# Outputter

`Outputter` represents the logic unit executing on driver on the **entire** input dataframes WITHOUT output. It's called Outputter because normally this step is to output the data to certain location or print on console.

**Input can be a single** [DataFrames](x-like.ipynb#DataFrames)

**Alternatively, acceptable input DataFrame types are**: `DataFrame`, `LocalDataFrame`, `pd.DataFrame`, `List[List[Any]]`, `Iterable[List[Any]]`, `EmptyAwareIterable[List[Any]]`, `List[Dict[str, Any]]`, `Iterable[Dict[str, Any]]`, `EmptyAwareIterable[Dict[str, Any]]`

**Output annotation must be None** 

**Before input DataFrames** you can have a parameter with `ExecutionEngine` annotation so Fugue will pass the current `ExecutionEngine` to you

Notice

* `ArrayDataFrame` and other local dataframes can't be used as annotation, you must use `LocalDataFrame` or `DataFrme`
* Variations of `LocalDataFrame` will bring the entire dataset onto driver, for an Outputter this might be an expected operation, but you need to be careful.

※ ※ ※

• [To be done]
A - Repeat word for word the part of the Outputter page starting with "# Outputter" and going on through "print on console.".
B - Decide whether each statement below agrees with the Outputter page. Answer yes or no for each and quote the words of the page that settle it.
(i) An Outputter executes on the driver.
(ii) The output annotation of an Outputter may be a DataFrame.
(iii) ArrayDataFrame is allowed as an annotation.
C - Using the Outputter page, answer these questions:
(i) What annotation can a parameter placed before the input DataFrames have?
(ii) What do variations of LocalDataFrame bring onto the driver?

(Entries from a pointing dataset)
※ ※ ※

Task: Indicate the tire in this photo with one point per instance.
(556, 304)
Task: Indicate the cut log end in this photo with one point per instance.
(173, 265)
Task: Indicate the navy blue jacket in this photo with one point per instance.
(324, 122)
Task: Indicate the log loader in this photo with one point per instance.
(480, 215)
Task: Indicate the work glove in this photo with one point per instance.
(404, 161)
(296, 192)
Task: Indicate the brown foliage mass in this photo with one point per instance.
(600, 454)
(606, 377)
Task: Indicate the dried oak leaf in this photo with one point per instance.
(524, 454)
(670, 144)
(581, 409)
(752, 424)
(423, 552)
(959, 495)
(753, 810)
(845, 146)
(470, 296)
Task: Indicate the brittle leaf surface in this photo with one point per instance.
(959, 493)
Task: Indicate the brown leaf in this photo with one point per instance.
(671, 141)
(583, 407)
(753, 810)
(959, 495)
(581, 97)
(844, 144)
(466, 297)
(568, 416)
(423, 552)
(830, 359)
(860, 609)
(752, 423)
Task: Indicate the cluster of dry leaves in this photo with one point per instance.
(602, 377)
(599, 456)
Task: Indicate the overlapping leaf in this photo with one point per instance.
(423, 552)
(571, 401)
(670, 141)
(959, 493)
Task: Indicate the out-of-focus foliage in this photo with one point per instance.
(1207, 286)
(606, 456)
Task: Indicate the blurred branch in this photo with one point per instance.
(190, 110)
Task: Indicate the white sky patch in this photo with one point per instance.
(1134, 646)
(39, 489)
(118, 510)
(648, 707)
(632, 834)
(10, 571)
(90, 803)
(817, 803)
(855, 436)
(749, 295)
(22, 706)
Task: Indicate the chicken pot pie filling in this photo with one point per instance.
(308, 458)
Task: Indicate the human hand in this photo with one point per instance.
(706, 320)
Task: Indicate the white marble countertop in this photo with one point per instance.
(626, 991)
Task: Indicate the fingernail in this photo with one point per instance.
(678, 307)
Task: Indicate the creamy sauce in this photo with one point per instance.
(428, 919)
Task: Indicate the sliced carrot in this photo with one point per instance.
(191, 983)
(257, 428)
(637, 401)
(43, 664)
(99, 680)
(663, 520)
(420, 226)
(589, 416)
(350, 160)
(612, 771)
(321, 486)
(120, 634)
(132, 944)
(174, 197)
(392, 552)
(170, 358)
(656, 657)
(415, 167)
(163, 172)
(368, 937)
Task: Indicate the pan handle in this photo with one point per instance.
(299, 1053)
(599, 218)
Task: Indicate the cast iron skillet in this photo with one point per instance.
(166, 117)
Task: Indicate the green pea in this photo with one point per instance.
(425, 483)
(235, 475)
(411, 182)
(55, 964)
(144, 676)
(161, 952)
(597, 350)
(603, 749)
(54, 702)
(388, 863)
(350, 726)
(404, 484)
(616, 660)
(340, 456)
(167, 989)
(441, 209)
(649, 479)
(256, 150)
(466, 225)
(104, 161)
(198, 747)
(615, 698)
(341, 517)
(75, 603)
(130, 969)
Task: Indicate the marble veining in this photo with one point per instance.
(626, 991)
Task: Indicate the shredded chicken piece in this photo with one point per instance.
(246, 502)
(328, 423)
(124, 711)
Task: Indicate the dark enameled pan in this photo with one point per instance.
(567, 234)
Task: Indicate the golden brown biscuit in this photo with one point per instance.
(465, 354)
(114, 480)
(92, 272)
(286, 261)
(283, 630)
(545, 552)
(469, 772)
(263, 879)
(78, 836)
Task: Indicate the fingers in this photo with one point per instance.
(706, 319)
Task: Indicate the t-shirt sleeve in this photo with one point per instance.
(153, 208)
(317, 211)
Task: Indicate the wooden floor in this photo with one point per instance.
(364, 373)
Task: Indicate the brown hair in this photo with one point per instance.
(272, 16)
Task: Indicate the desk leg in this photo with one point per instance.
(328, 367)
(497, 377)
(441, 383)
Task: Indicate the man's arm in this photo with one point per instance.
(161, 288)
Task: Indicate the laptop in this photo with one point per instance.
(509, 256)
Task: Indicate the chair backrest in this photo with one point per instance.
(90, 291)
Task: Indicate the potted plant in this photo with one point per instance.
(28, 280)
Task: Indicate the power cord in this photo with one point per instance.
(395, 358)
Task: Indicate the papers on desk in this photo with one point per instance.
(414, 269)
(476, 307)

※ ※ ※

• [Answers per task]
A -
# Outputter

`Outputter` represents the logic unit executing on driver on the **entire** input dataframes WITHOUT output. It's called Outputter because normally this step is to output the data to certain location or print on console.

B -
(i) Yes: "represents the logic unit executing on driver"
(ii) No: "Output annotation must be None"
(iii) No: "and other local dataframes can't be used as annotation"

C -
(i) ExecutionEngine
(ii) The entire dataset